WHAT IS REQUIRED: Looking through the records below, please work out how many lines contain "negative". Give only that number.

---------- INFORMATION SUPPLIED

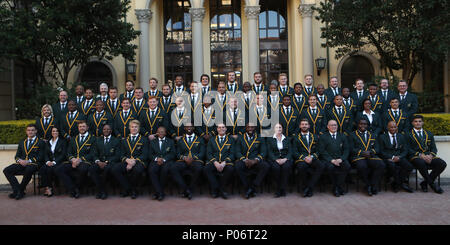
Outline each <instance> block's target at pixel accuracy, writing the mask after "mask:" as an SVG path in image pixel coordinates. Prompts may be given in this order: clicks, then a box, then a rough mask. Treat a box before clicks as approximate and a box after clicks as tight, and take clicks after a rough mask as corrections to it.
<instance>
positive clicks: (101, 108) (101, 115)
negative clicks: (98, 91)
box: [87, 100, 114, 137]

--------------------
---------- INFORMATION SUPPLIED

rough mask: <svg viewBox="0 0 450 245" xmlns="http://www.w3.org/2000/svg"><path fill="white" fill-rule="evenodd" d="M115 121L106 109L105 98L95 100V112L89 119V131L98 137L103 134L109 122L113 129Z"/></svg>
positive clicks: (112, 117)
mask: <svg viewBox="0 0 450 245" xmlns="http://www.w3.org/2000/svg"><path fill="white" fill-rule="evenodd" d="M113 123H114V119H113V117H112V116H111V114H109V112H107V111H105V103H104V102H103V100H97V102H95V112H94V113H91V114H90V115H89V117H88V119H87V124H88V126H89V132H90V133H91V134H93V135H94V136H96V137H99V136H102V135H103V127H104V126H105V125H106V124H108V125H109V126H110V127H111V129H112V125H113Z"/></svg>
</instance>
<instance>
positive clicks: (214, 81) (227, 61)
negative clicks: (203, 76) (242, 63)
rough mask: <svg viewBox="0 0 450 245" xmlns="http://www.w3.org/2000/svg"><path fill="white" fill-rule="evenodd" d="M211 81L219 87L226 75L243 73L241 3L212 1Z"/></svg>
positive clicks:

--------------------

ANSWER: 2